* **Problem details**: Reproduce each line exactly.

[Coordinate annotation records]
++++++

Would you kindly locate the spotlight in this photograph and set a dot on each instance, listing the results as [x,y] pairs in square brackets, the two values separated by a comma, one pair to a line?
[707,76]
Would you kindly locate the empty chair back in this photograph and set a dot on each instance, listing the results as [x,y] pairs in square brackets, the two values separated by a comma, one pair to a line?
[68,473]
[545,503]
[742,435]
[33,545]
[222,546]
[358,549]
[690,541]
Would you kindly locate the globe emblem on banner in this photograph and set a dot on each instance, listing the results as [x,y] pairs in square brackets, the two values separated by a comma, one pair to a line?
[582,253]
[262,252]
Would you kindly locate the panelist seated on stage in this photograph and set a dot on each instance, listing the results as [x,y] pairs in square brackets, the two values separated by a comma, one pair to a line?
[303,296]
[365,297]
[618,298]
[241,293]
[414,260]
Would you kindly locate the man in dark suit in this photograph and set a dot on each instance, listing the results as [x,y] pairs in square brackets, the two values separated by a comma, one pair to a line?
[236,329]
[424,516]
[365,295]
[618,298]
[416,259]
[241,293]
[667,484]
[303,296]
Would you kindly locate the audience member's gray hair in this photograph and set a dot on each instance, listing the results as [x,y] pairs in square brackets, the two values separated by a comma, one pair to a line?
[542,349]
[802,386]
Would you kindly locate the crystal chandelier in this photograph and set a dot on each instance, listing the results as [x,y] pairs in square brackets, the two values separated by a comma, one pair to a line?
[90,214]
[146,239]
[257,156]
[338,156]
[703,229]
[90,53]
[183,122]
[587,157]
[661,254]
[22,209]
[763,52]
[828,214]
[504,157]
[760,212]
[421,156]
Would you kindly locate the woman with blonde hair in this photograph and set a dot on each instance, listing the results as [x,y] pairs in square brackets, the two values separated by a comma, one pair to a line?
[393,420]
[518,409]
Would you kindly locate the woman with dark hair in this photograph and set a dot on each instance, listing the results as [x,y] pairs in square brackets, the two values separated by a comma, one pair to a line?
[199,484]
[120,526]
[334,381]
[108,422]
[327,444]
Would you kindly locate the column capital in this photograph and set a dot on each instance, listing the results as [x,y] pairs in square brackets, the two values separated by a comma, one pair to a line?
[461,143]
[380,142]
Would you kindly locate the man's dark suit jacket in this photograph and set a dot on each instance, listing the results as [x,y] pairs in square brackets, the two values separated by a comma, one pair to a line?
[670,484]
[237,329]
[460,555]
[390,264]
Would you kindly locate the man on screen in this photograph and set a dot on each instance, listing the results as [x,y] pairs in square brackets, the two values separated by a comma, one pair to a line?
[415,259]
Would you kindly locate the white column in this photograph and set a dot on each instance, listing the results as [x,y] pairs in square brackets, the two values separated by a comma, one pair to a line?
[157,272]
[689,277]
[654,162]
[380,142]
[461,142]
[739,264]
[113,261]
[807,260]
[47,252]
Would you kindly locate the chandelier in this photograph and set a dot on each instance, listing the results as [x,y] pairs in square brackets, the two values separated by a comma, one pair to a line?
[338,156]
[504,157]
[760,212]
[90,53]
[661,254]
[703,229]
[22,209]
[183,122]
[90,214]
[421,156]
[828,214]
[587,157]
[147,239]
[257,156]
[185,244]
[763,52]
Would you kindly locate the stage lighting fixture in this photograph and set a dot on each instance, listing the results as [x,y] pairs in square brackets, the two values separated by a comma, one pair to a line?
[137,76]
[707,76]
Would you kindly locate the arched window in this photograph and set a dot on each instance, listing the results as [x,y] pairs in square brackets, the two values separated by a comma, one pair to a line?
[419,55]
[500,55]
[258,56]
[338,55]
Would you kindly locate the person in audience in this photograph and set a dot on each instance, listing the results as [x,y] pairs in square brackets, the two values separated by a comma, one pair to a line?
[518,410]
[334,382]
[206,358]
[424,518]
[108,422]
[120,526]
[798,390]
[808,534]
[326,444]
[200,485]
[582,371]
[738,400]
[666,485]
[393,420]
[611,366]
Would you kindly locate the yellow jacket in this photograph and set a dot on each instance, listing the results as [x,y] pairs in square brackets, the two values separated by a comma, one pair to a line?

++++++

* **Exercise result**:
Would you kindly locate the spotlight in this photograph and set a dot on each instance, listing the results as [x,y] pairs in square brackets, the two values separated by a comma, one pair to a line?
[707,76]
Would you kindly locate the empty chair back in this photograph and set a dot on each instance, listing the results as [x,y] pairs in square brackets, the two values separated by a comma, one pair to a line?
[68,473]
[545,503]
[742,435]
[33,545]
[222,546]
[358,549]
[690,541]
Would you kindly locate the globe emblem on banner in this photograph and set a dot on each instance, listing the results as [x,y] pairs in square brackets, the two values separated by a comma, one pair to a line?
[582,253]
[262,252]
Would you kindly locate the panelist seated on stage in this photograph and set a dot on each instance, listing the results as [x,y] pairs in square brackets, the two values separated by a comma, one pair to a line?
[303,296]
[365,297]
[618,298]
[241,293]
[414,260]
Would you kindly locate the man in dark suit in this photograph and set a dot on each instance, listing the results as [x,y] pairs in square brackets, the two values separated by a comma, one pair to a line?
[236,329]
[424,516]
[365,295]
[618,298]
[416,259]
[241,293]
[667,484]
[303,296]
Would you kindly locate the audience member's gray hair in this photograph and set a dot on each instance, listing the results as [x,y] pairs in square brackets, the two values separated by a comma, one pair to a line?
[542,349]
[802,386]
Would you kindly locate the crystal chandelier in this photograph and set a dot on each instance, listing the results as [x,y] pairs in square brackets, the two values separated by a comma, one pair to a line?
[90,214]
[146,239]
[257,156]
[338,156]
[703,229]
[90,53]
[183,122]
[587,157]
[661,254]
[22,209]
[763,52]
[828,214]
[504,157]
[760,212]
[421,156]
Would you kindly locate the woman with blonde hair in this photograph and set a dot on each instance, listing the results as [x,y] pairs in square brackets, the two values separated by a comma, one pair to a line?
[393,420]
[518,409]
Would you kindly locate the woman with dark hair in this photograph and set a dot on each instance, listing the results as [x,y] pairs in square brackets, the two values separated by a comma, one pair to a line?
[199,484]
[120,526]
[334,381]
[108,422]
[327,444]
Would you kindly locate the column capital in this photograph and set a dot on each instance, listing the results as [x,y] pairs in square brackets, the two values separated by a comma, one pair to a line?
[461,143]
[380,142]
Would you kindly locate the man's dark suit jacket in this photograph and set a dot on each instance, listing the results as [x,y] pairs in square brackets, the two values separated by a comma, one pair to a line?
[670,484]
[237,329]
[460,555]
[390,264]
Would you kindly locate the man on screen in this photograph and set a dot on each instance, listing the results as [x,y] pairs in square brackets, the two values separated by a comma, one pair to a line?
[415,259]
Would you kindly locate the white column in this photograph and set a dot on each instance, listing the results as [x,y] pairs in square brackets, the two values separated by a comma, one pair to a line?
[157,272]
[689,277]
[654,162]
[380,142]
[461,142]
[739,264]
[113,261]
[807,260]
[47,252]
Would you kindly locate the chandelier in this photograph and set a dot on each instance, listing the results as [x,y] pairs in square brackets, the two values separated by a comma, one pair to a line?
[338,156]
[504,157]
[760,212]
[90,53]
[661,254]
[703,229]
[22,209]
[183,122]
[90,214]
[421,156]
[828,214]
[587,157]
[147,239]
[257,156]
[185,244]
[763,52]
Would you kindly locate the stage lighting fixture in this photograph and set a dot on each instance, listing the results as [x,y] pairs in square brackets, the two values separated by a comma, one pair to a line?
[137,76]
[707,76]
Would you kindly locate the arched window in this photograph and set a dot on each instance, listing the results as [x,y] pairs in square brackets, the two values separated by a comma, one pair to a line?
[419,55]
[500,55]
[258,56]
[338,55]
Would you kindly locate the person in audience in this photograph and set a dot on each instance, listing the results as [x,y] pairs in square brackets, the two values separated by a comma, one pair to a line?
[518,410]
[334,382]
[206,358]
[424,518]
[108,422]
[120,526]
[798,390]
[808,534]
[326,444]
[200,485]
[582,371]
[738,400]
[666,485]
[393,420]
[611,366]
Would you kindly locate the yellow jacket in this photograph and set a dot on each instance, listing the results as [x,y] pairs in square brackets, the two values separated by a comma, one pair to a line?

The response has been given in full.